▶ _Article_
Bad news continues to pile up for Facebook (Nasdaq:FB) as the FTC announced bright and early Monday morning that it was investigating the social network’s privacy practices. Investors immediately dumped their shares, cratering the stock close to nine-month lows.
While the rest of the market was ripping higher, Facebook stock was mired deep in the red.
But it doesn’t stop there. Numerous privacy groups are filing complaints related to the Cambridge Analytica scandal, CBS reports, including a group of 37 state attroneys general that are demanding Facebook reveal its data protection practices.
No, nothing’s going right for Facebook these days. But that’s not stopping the knife-catchers from trying to grab shares on the cheap.
After yesterday morning’s crash, traders breathed new life into Facebook stock. Shares bottomed out just before lunch, sparking a buying frenzy that pushed Facebook back into the green.
Yesterday’s whipsaw action has some traders licking their chops. If the market continues to recover, can the Facebook bounce hold?
Sure, alert traders might squeeze a couple of points out of this Facebook rally. But we’re going to steer clear of any bottom fishing for now.
As I told you last week, this Facebook story is just too important to ignore. Facebook has a public relations problem that won’t just go away anytime soon. A series of management missteps over the past few months have turned America’s favorite social media platform to Public Enemy No. 1.

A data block
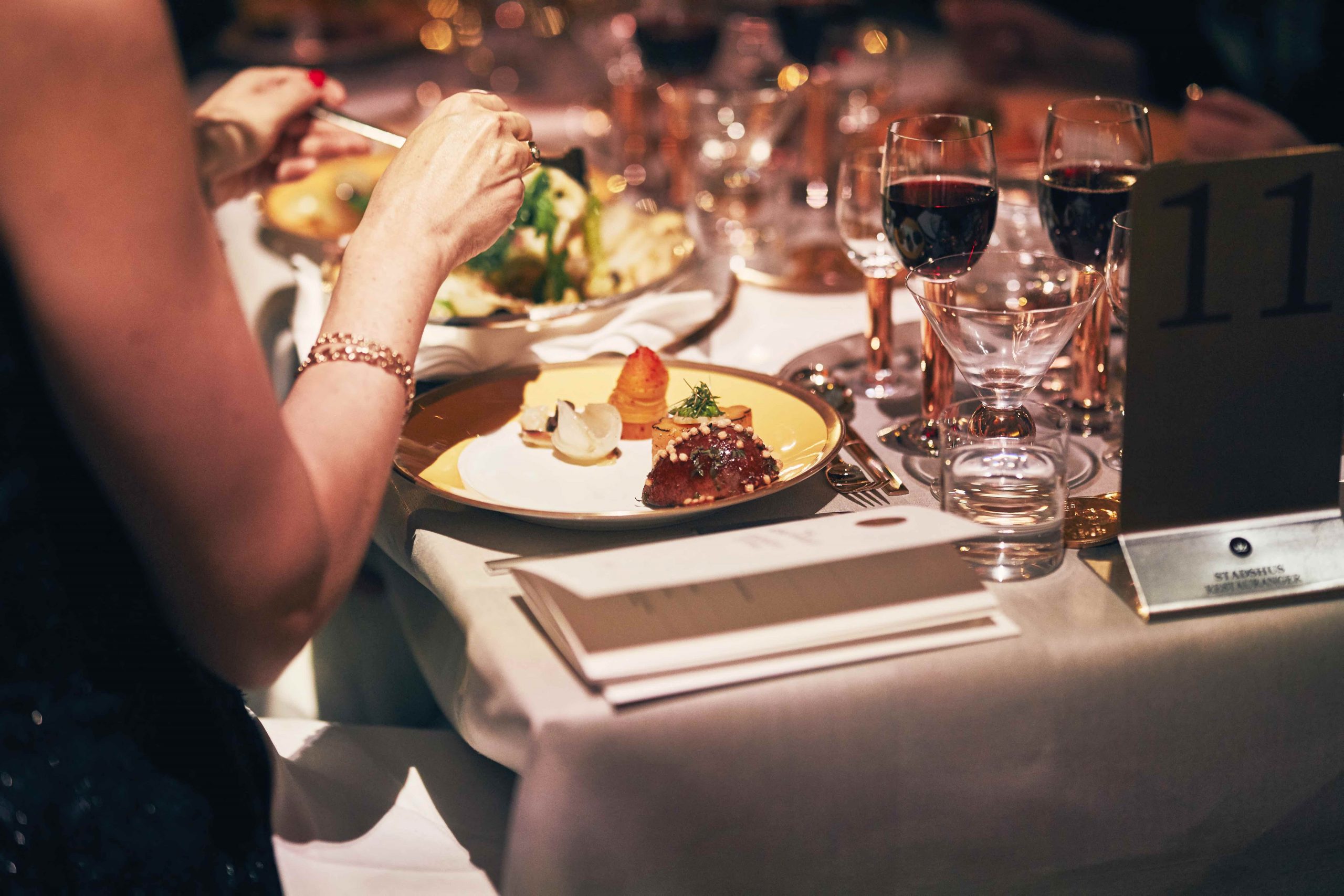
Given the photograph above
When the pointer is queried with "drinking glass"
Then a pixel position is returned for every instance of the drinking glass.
(859, 215)
(941, 195)
(1018, 229)
(1016, 491)
(1093, 154)
(678, 38)
(1117, 289)
(1003, 319)
(733, 135)
(956, 429)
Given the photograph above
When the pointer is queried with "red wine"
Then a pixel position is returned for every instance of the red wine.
(929, 218)
(1077, 207)
(678, 47)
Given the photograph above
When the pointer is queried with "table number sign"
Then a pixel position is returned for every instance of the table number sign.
(1234, 398)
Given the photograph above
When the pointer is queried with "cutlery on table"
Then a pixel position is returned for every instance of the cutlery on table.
(502, 566)
(355, 125)
(817, 381)
(853, 483)
(573, 163)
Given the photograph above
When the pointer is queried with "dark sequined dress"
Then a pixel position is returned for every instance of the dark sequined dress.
(125, 766)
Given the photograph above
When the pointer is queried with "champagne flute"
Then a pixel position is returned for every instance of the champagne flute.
(859, 215)
(941, 196)
(1093, 154)
(1117, 288)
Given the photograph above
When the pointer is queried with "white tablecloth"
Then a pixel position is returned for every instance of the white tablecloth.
(1093, 754)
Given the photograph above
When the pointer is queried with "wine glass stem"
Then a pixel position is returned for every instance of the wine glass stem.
(936, 373)
(1089, 350)
(878, 291)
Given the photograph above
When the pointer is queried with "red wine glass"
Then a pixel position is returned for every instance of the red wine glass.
(940, 199)
(1095, 151)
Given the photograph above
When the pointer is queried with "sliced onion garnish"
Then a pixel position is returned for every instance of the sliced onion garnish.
(589, 434)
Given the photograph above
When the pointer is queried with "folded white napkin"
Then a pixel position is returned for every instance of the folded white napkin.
(452, 351)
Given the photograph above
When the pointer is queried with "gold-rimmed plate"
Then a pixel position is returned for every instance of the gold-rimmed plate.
(461, 441)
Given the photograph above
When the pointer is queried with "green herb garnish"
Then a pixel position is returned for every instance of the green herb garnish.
(538, 212)
(593, 230)
(359, 202)
(701, 402)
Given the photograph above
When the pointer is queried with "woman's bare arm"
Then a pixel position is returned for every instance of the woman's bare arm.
(253, 518)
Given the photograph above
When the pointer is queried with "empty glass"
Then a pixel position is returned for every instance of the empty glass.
(859, 219)
(1016, 491)
(1003, 321)
(954, 429)
(1117, 289)
(1018, 229)
(733, 136)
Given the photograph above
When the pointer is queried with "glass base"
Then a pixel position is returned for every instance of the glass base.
(999, 559)
(913, 437)
(1090, 421)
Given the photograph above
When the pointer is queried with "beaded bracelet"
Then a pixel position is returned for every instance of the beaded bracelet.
(344, 347)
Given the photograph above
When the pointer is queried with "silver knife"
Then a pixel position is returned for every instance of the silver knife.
(502, 566)
(358, 127)
(875, 465)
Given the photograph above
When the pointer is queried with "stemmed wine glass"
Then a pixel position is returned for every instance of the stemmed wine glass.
(940, 186)
(1003, 318)
(1117, 288)
(1093, 154)
(859, 215)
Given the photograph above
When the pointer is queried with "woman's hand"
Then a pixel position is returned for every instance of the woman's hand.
(454, 188)
(253, 131)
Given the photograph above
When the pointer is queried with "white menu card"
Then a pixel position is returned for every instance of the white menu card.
(687, 614)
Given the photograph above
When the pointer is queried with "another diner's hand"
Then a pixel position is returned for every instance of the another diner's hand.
(1004, 41)
(1223, 124)
(255, 131)
(454, 188)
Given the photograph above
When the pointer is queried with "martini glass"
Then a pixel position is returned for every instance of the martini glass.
(1003, 318)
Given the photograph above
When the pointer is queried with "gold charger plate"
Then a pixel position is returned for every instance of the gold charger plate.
(800, 429)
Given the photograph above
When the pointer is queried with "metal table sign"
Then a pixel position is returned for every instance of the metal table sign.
(1234, 398)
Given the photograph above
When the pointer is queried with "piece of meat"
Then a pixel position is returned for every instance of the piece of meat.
(670, 428)
(707, 464)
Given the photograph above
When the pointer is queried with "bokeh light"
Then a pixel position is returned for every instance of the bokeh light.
(874, 42)
(793, 77)
(428, 93)
(510, 15)
(437, 35)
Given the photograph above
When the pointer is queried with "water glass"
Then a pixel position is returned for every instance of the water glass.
(1050, 429)
(1016, 491)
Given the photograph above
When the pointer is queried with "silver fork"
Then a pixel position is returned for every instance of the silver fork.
(851, 481)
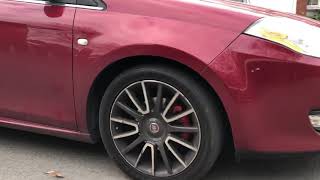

▶ _What to do_
A) Copy out the records from their first line through the line holding "(1095, 151)", including both ends, and leave out the pictures.
B) Continue the article about the FTC investigation and Facebook's falling stock from the point where it stops.
The article and the records have nothing to do with each other.

▶ _Responses in order_
A)
Given the photograph above
When the pointer is queried with "drinking glass"
Then a pixel position is returned for every instance of the drinking glass.
(859, 215)
(941, 195)
(1018, 229)
(1016, 491)
(1093, 154)
(678, 38)
(1117, 289)
(1003, 319)
(733, 135)
(956, 429)
Given the photograph above
When the pointer is queried with "red wine"
Then a pixel position is returned for every instance of the red wine.
(929, 218)
(1077, 207)
(678, 47)
Given the photograph above
When the pointer is queried with "table number sign"
Then a pixel position is returned for every instance of the table number sign.
(1234, 398)
Given the photograph above
When the pointer is queried with "cutlery on table"
Then a pixel position is returned for every instance of the cutlery on table.
(502, 566)
(355, 125)
(817, 381)
(853, 483)
(573, 163)
Given the photograph above
When the pointer is queried with "dark sequined dress"
Then a pixel position is returned for every instance of the dark sequined dress.
(125, 766)
Given the photograph above
When the pointer is queried with "champagne flute"
Then a pixel position is returned for every instance of the champagne flute.
(859, 215)
(941, 196)
(1093, 154)
(1117, 288)
Given the photograph above
When the pointer is queried with "white tablecloth"
Then a pixel position is returned for every instance of the white tablecloth.
(1093, 754)
Given the photograph above
When the pointer is queried with "wine glass stem"
Then a pixel position is returned for every instance of the wine glass stem.
(936, 373)
(1089, 350)
(878, 291)
Given the photograph above
When the pointer is queried with "red wine glass"
Then a pixel position is returned for every instance of the red wine glass.
(940, 199)
(1095, 151)

B)
You can easily spot the change in sentiment by simply pulling up a few Facebook headiness from your favorite news site. Instead of the financial press tripping over itself to revel in Facebook’s rocketing share price, we’re now seeing how-to articles describing steps you need to take to delete your account to make sure Zuckerberg can’t get his paws on your precious personal data.
Sure, hating on Facebook is nothing new. But that hatred is now going mainstream. This negative Facebook news cycle is far from over. Each new development has a good chance to impact shares — whether we’re talking new privacy concerns, user engagement, or top management testifying before Congress.
This scandal probably isn’t the end of Facebook. After all, Facebook isn’t a vulnerable tech startup trying to find its way in the world as a public company. It’s a money-making machine. It will weather the storm eventually. But it’s recovery will probably take a lot longer than a couple of weeks to play out. When it does flash a strong buy signal, we’ll be ready…
Reprinted courtesy of The Rude Awakening. Go here to sign up free.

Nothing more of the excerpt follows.